Extracted data entries:
* * *
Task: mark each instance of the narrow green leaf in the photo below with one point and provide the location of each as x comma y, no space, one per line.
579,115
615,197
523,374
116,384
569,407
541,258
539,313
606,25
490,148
* * *
**WORK TO COMPLETE**
Put every line from the items above into a numbered list, leaving out any blank lines.

**SOLUTION**
1. Task: mark each instance of the narrow green leaf in the photo below with one point and provide the location of each as x comma y, no space, one per line.
2. 579,115
3. 615,197
4. 523,374
5. 116,384
6. 569,407
7. 541,258
8. 539,313
9. 606,25
10. 490,148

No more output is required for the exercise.